++++ Extracted material

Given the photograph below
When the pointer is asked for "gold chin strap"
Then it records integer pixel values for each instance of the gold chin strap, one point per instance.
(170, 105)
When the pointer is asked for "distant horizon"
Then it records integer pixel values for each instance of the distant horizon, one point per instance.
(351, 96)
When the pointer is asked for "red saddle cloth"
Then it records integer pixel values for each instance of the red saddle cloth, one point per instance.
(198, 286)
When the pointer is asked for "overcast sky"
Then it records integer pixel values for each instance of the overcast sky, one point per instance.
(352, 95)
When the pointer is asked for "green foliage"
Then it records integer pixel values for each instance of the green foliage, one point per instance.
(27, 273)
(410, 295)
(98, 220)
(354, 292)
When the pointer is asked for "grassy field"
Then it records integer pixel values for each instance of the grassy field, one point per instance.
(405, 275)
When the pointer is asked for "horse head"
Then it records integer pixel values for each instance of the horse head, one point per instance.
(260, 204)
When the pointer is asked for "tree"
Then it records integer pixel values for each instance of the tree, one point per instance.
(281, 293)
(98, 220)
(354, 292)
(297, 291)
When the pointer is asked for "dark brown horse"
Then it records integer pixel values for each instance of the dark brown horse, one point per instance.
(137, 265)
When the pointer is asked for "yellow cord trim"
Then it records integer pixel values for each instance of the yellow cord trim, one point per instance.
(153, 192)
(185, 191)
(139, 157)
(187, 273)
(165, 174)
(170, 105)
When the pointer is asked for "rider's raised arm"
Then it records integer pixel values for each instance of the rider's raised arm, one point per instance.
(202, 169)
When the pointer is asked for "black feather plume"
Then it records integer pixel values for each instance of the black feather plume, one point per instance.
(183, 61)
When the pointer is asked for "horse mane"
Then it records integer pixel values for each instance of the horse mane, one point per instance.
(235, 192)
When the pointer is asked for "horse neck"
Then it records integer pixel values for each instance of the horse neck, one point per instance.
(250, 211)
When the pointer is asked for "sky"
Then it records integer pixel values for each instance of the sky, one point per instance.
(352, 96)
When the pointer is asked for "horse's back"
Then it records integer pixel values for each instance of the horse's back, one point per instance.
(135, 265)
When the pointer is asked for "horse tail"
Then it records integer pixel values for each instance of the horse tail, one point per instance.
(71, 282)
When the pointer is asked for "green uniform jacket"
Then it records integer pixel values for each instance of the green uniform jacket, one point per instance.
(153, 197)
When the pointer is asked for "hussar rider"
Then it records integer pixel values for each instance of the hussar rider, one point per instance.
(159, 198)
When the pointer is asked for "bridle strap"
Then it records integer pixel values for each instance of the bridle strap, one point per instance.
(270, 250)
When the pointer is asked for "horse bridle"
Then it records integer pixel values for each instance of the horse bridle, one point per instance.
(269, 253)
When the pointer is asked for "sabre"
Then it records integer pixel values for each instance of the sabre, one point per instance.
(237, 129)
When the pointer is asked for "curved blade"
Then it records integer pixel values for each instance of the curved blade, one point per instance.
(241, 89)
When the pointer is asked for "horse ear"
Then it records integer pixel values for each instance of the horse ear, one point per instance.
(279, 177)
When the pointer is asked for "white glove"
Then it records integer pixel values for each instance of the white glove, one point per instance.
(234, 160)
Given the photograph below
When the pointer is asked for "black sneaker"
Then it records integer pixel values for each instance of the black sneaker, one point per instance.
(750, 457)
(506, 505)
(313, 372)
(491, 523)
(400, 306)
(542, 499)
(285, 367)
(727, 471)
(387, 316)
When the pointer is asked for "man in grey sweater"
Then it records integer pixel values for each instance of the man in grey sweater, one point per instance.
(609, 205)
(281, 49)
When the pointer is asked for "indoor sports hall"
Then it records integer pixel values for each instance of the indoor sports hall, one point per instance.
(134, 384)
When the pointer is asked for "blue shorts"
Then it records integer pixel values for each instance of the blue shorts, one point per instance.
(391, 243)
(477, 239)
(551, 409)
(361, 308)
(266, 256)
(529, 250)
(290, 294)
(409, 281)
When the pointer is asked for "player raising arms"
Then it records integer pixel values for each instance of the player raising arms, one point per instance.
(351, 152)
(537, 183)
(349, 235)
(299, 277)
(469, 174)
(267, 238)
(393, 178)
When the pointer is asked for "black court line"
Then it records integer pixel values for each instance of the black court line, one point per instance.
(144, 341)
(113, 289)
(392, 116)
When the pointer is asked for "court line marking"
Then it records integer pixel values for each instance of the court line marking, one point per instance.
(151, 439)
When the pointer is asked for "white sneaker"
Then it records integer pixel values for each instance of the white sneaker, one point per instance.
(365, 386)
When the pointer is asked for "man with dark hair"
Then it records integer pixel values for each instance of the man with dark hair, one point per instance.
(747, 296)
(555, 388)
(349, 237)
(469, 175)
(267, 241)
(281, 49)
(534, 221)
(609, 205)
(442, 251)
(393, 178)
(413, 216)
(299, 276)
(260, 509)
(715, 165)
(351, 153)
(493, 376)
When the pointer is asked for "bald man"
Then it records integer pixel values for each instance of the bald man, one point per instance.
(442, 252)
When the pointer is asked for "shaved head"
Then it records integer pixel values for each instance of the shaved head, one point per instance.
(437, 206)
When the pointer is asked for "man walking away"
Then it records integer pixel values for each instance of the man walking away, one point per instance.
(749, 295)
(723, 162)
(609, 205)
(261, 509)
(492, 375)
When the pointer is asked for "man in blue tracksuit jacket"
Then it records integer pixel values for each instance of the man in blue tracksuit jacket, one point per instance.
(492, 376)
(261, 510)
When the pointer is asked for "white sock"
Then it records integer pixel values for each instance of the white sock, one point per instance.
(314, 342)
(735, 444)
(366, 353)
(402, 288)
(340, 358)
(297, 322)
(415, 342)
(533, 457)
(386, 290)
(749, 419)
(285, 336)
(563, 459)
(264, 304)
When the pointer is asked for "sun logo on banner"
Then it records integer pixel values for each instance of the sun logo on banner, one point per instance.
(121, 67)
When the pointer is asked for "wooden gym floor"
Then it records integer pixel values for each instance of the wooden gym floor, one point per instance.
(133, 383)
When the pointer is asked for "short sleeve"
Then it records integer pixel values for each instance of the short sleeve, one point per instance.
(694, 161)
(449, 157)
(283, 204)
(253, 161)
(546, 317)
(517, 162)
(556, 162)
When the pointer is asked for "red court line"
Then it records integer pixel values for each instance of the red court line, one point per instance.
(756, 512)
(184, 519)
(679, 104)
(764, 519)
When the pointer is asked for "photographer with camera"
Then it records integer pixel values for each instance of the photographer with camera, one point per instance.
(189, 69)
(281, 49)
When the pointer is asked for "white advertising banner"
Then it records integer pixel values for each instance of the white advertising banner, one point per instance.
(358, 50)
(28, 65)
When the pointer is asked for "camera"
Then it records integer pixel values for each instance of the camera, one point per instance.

++++++++

▸ **Work order**
Copy out the entries in full, exactly as they appear.

▸ **Solved exercise**
Given the photograph below
When the pointer is asked for "gold chin strap"
Then it records integer pixel values for each instance of the gold chin strap, one point per instance.
(170, 105)
When the pointer is asked for "distant horizon"
Then it records integer pixel values for each instance of the distant horizon, one point per instance.
(351, 96)
When the pointer is asked for "red saddle cloth"
Then it records integer pixel values for each instance of the red saddle cloth, one point per instance.
(198, 286)
When the pointer is asked for "overcast sky"
Then it records integer pixel values for each instance of the overcast sky, one point per instance.
(352, 95)
When the pointer is asked for "green foliage"
Then it records integer pixel values for each instance of the green foliage, one point per instance.
(27, 273)
(410, 295)
(98, 220)
(354, 292)
When the pointer is asked for "grassy field"
Then it records integer pixel values for each instance of the grassy field, one point per instance.
(405, 275)
When the pointer is asked for "horse head"
Then it records integer pixel values for each instance of the horse head, one point per instance.
(260, 204)
When the pointer is asked for "tree"
Then it records integer pixel values for each instance of the tree, one point per instance.
(281, 293)
(98, 220)
(354, 292)
(297, 291)
When the pointer is asked for "dark brown horse"
Then it records integer pixel values for each instance of the dark brown horse, one point per instance.
(137, 265)
When the pointer is asked for "yellow cord trim"
Then it records integer pixel values for each instance of the yellow cord trim, one point per instance.
(153, 192)
(185, 191)
(139, 157)
(187, 273)
(165, 174)
(170, 105)
When the pointer is asked for "rider's raised arm"
Then it records integer pixel values for each instance of the rider's raised arm, one point per instance.
(202, 169)
When the pointer is asked for "black feather plume"
Then it records integer pixel values for each instance of the black feather plume, one point per instance.
(183, 61)
When the pointer is asked for "horse mane"
Then it records integer pixel values for each instance of the horse mane, one point per instance.
(235, 192)
When the pointer is asked for "horse neck"
Then it records integer pixel values for each instance of the horse neck, one point per instance.
(250, 211)
When the pointer is asked for "sky"
Then it records integer pixel values for each instance of the sky, one point per instance.
(352, 96)
When the pointer is asked for "horse's back"
Then it records integer pixel values for each instance of the horse's back, one point per instance.
(135, 265)
When the pointer is asked for "horse tail"
Then it records integer pixel values for each instance of the horse tail, one point per instance.
(71, 282)
When the pointer is asked for "green uniform jacket"
Then it records integer pixel values for each instance of the green uniform jacket, one point per instance.
(153, 197)
When the pointer is asked for "hussar rider"
Then it records integer pixel values for each instance of the hussar rider, one point per instance.
(159, 198)
When the pointer is asked for "bridle strap"
Then it records integer pixel values for each instance of the bridle strap, one point per instance.
(270, 250)
When the pointer is asked for "horse bridle"
Then it records integer pixel values for each instance of the horse bridle, one point per instance.
(269, 253)
When the pointer is asked for "sabre"
Then it records integer pixel values for each instance of the sabre, one point per instance.
(237, 129)
When the pointer is asked for "curved blade"
Then it records integer pixel values for each instance of the curved blade, one point per instance.
(241, 89)
When the pointer is asked for "horse ear"
Then it records integer pixel values for each instance of the horse ear, one point per instance.
(279, 177)
When the pointer is asked for "white glove"
Then it records integer pixel values for each instance of the white glove, one point per instance.
(234, 160)
Given the photograph below
When the pointer is asked for "black sneaker"
Then it records integer pixel values for each instance of the black sneaker, one point per instance.
(750, 457)
(506, 505)
(313, 372)
(491, 523)
(400, 306)
(542, 499)
(285, 367)
(727, 471)
(387, 316)
When the pointer is asked for "man in grey sweater"
Then it records integer pixel values for each instance of the man in grey sweater, one point per instance.
(609, 205)
(281, 49)
When the pointer is asked for "indoor sports hall"
Then it records integer pixel values for each instance of the indoor sports hall, one point per instance.
(134, 384)
When the pointer is asked for "blue shorts"
Then it records integer pixel values for each instance of the blue shorts, one point per instance.
(391, 243)
(477, 239)
(551, 409)
(361, 308)
(266, 256)
(529, 250)
(290, 294)
(409, 281)
When the pointer is asked for "player raising arms"
Then it records integer pixel values for each instance of the player raising arms, one point per instance.
(351, 152)
(537, 183)
(349, 235)
(299, 277)
(469, 174)
(267, 238)
(393, 178)
When the pointer is asked for "black court line"
Then it records integer pixel values for each instance of the black court line, one point per instance.
(144, 341)
(113, 289)
(392, 116)
When the pointer is asked for "court line marking"
Then it records integer pixel values for each instance of the court line marking, one point per instance.
(151, 439)
When the pointer is asked for "white sneaker"
Then it records integer pixel values for each instance of the white sneaker, one point per instance.
(365, 386)
When the pointer is asked for "man with dark hair"
Then it records integer pixel values for each instance of the man with dark hair, one point per instance.
(747, 296)
(555, 388)
(349, 237)
(469, 175)
(267, 241)
(281, 49)
(534, 221)
(609, 205)
(442, 251)
(393, 178)
(413, 216)
(299, 276)
(260, 509)
(715, 165)
(351, 153)
(493, 376)
When the pointer is asked for "bald man"
Then it records integer pixel values for each instance of the bald man, one point per instance.
(442, 252)
When the pointer is asked for "shaved head"
Then it records integer pixel values for each instance of the shaved head, one point per instance.
(437, 206)
When the pointer is asked for "man walking away"
Then it records integer pixel values for each instance of the man walking away, one point per instance.
(749, 295)
(723, 162)
(609, 205)
(261, 509)
(492, 375)
When the pointer is asked for "man in blue tracksuit jacket"
Then it records integer pixel values for each instance of the man in blue tracksuit jacket, one point per instance.
(492, 376)
(261, 510)
When the pointer is asked for "white sock"
Then it records integer pixel values for each instance of the white sock, one point per instance.
(314, 342)
(735, 444)
(366, 353)
(402, 288)
(340, 358)
(297, 322)
(415, 342)
(533, 457)
(386, 290)
(749, 419)
(285, 336)
(563, 459)
(264, 304)
When the pointer is asked for "sun logo on banner"
Then it records integer pixel values for each instance of the sun logo on banner, one point per instance.
(121, 67)
When the pointer is asked for "wooden gym floor"
Then it records integer pixel values for each instance of the wooden gym floor, one point per instance.
(133, 383)
When the pointer is asked for "short sleeve"
Then it records integer pixel values for each instance of the short sleeve, one point per instance.
(694, 161)
(449, 157)
(283, 204)
(253, 161)
(546, 317)
(517, 162)
(556, 162)
When the pointer is asked for "red court line"
Then it records integer pixel values for each instance of the red court line, one point per instance.
(756, 512)
(184, 519)
(679, 104)
(764, 519)
When the pointer is asked for "photographer with camera"
Then it records integer pixel values for each instance of the photographer with camera, one point per instance.
(189, 69)
(281, 49)
When the pointer is asked for "white advertising banner"
Then it records integer pixel values for each instance of the white advertising banner, one point per instance.
(358, 50)
(28, 65)
When the pointer is asked for "camera"
Then it records integer pixel values for each instance of the camera, one point per instance.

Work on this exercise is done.